• Saved data entries:
BEGIN

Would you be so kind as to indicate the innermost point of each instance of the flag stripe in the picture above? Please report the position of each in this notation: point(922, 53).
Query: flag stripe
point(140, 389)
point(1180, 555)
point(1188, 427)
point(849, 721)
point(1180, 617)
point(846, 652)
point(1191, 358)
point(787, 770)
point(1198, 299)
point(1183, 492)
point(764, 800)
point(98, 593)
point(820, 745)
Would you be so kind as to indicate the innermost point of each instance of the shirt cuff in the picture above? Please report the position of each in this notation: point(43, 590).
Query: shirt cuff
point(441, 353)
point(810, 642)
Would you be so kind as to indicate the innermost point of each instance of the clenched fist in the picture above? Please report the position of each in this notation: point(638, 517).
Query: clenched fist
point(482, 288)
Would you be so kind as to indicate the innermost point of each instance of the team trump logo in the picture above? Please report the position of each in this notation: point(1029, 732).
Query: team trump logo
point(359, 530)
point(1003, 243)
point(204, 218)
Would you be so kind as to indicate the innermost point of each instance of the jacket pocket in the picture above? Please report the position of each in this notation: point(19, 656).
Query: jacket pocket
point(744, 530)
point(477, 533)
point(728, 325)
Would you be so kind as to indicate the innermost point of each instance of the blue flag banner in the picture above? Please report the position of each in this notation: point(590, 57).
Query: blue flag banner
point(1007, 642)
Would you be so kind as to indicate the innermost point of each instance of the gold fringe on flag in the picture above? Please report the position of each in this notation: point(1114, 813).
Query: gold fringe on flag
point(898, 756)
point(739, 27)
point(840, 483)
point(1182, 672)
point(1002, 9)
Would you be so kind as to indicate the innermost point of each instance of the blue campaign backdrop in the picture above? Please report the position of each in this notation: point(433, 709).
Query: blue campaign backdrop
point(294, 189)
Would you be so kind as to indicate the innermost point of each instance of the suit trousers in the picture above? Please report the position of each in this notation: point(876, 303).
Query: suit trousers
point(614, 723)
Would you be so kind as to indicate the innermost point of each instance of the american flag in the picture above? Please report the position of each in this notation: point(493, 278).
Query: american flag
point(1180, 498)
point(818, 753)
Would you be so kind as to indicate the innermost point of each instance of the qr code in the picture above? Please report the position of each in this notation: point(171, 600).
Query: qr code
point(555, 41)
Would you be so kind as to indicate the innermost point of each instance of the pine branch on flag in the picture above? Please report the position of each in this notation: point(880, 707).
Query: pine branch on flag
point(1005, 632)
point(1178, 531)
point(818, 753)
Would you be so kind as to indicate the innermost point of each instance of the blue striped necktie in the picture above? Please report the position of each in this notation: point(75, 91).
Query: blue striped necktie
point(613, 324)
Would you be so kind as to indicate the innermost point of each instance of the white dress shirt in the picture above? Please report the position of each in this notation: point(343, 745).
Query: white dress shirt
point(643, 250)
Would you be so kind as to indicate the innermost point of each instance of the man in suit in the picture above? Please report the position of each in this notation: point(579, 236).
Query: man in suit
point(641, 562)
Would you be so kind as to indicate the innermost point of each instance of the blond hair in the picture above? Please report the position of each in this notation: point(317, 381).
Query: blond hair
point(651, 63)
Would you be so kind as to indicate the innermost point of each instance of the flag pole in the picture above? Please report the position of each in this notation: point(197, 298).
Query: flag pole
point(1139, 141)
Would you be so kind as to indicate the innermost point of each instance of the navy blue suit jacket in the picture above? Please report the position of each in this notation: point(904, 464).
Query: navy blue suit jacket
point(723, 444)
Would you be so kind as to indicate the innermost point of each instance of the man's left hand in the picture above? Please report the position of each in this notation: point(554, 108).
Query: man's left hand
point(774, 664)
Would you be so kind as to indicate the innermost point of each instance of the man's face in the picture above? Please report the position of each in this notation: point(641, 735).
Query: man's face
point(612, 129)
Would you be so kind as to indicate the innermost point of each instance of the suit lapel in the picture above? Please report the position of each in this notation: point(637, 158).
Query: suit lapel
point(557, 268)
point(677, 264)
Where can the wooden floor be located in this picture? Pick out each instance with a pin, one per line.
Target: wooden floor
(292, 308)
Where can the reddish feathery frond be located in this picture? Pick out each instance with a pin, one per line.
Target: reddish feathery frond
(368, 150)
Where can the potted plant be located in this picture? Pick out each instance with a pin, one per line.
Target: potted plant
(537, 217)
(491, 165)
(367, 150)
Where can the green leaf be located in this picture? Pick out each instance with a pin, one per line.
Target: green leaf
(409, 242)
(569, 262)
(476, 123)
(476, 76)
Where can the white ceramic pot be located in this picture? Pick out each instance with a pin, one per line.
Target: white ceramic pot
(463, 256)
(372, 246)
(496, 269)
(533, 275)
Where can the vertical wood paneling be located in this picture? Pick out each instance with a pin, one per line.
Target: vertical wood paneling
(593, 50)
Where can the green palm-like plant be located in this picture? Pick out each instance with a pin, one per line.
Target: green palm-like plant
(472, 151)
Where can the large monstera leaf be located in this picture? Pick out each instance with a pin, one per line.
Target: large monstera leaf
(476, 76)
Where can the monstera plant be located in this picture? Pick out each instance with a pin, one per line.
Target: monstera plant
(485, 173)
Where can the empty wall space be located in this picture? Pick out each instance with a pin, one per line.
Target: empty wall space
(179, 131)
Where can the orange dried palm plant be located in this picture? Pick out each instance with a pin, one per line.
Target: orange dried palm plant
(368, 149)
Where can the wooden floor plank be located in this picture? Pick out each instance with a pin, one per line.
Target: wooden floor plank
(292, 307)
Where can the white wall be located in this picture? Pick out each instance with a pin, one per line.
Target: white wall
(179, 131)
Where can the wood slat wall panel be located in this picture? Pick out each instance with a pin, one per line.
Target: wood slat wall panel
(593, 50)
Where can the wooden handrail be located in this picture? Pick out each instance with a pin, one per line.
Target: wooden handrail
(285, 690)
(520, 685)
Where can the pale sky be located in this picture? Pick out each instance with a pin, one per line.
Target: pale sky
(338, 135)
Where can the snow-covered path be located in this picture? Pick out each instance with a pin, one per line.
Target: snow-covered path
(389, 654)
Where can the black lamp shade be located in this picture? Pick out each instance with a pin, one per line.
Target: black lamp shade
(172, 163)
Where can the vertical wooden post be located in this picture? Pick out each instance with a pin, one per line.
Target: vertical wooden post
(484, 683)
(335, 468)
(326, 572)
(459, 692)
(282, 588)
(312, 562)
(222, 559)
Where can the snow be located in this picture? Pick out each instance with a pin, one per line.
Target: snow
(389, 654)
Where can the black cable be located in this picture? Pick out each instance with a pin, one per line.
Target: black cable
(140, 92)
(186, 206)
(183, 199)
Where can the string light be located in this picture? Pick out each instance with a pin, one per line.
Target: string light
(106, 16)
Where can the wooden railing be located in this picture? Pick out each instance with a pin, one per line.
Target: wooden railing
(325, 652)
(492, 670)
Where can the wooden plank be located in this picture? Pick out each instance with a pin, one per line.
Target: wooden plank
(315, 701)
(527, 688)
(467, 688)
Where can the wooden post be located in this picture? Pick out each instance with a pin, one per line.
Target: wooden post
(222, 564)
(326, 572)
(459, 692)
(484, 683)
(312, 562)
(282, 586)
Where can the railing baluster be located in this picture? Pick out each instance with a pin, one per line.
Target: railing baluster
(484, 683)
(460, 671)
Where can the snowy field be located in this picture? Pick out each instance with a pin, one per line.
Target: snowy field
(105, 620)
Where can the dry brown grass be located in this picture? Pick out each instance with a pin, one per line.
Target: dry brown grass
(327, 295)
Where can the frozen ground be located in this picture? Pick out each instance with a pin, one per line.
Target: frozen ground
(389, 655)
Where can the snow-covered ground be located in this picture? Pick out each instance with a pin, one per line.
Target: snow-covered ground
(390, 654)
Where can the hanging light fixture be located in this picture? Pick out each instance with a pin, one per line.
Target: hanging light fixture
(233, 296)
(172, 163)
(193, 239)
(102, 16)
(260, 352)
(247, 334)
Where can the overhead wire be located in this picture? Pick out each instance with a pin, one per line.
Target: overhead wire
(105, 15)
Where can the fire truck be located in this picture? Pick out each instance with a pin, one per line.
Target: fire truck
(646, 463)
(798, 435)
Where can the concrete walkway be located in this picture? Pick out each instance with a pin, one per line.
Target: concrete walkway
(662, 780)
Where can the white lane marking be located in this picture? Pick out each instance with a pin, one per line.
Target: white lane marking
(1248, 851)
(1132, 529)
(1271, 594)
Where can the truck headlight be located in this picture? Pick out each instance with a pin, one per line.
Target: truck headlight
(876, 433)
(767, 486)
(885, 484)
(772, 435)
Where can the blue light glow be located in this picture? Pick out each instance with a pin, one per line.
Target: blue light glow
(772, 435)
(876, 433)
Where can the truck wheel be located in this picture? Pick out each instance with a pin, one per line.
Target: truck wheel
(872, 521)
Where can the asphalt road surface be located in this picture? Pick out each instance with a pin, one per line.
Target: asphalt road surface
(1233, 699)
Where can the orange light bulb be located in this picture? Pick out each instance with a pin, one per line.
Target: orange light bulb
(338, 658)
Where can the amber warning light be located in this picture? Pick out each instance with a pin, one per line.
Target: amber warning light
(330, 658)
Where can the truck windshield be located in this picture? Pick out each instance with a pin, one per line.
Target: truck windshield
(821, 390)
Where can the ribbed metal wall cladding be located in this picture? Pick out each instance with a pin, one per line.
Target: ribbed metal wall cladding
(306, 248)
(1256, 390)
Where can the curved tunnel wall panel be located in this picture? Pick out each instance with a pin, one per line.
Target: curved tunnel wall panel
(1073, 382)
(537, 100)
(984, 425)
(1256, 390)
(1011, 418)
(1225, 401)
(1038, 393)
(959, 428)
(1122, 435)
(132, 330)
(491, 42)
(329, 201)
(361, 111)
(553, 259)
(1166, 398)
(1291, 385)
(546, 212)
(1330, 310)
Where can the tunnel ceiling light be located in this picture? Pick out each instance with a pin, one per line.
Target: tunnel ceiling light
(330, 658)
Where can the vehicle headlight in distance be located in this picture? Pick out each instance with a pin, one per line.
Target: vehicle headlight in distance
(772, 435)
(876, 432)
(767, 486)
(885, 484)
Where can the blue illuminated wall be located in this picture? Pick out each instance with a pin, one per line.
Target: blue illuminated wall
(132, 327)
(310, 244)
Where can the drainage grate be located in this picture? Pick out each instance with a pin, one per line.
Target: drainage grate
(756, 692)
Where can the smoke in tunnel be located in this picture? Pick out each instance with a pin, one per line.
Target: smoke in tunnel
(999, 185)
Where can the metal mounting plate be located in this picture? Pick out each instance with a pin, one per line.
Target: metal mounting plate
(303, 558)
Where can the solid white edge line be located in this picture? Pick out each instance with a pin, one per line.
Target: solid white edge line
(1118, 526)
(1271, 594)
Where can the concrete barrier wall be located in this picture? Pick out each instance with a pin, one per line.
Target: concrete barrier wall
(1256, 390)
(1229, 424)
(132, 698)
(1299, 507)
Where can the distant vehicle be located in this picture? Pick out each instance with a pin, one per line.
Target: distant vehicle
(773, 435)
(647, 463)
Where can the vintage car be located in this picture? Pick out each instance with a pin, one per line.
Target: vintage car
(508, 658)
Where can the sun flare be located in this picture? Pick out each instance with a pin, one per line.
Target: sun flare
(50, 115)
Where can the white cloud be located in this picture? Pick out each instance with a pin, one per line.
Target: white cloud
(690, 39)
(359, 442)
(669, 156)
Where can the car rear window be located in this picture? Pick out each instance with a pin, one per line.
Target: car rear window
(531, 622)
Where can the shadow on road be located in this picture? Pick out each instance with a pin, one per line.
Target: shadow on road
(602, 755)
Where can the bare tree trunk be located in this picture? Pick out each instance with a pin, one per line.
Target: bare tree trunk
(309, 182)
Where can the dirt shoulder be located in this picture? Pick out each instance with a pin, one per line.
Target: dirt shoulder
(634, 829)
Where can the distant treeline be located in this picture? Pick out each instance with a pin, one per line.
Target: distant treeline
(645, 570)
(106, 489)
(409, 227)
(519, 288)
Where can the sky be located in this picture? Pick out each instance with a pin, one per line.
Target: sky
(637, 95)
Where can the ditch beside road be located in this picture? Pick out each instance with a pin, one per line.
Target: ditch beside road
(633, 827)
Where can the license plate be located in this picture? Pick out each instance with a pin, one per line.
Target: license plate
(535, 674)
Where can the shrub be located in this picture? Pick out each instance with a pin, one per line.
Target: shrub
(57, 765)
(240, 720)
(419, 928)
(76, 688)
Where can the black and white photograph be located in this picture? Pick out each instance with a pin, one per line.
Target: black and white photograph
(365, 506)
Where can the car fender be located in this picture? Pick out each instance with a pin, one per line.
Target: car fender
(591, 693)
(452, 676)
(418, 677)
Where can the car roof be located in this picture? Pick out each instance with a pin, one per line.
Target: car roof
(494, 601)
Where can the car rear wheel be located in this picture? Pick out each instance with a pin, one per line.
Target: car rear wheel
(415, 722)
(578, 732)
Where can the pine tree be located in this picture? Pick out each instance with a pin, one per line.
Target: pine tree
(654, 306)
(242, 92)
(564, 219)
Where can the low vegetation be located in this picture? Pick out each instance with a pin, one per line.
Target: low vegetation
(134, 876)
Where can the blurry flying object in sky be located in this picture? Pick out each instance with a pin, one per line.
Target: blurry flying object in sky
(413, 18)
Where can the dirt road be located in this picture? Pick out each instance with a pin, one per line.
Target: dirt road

END

• WHAT TO WORK ON: Write out the stretch of items from the start through the line containing "point(764, 800)", both ends included, multiplying each coordinate in the answer points by 1.15 and rounding to whole numbers, with halves rounded up. Keep all other text as it is, including the sample point shown with the notation.

• FINAL RESULT:
Would you be so kind as to indicate the innermost point of each instance of the flag stripe in the picture above? Please report the position of each in this notation: point(922, 53).
Query: flag stripe
point(161, 447)
point(1357, 638)
point(1366, 491)
point(976, 829)
point(1357, 710)
point(973, 750)
point(1370, 412)
point(905, 886)
point(1378, 344)
point(1360, 566)
point(879, 920)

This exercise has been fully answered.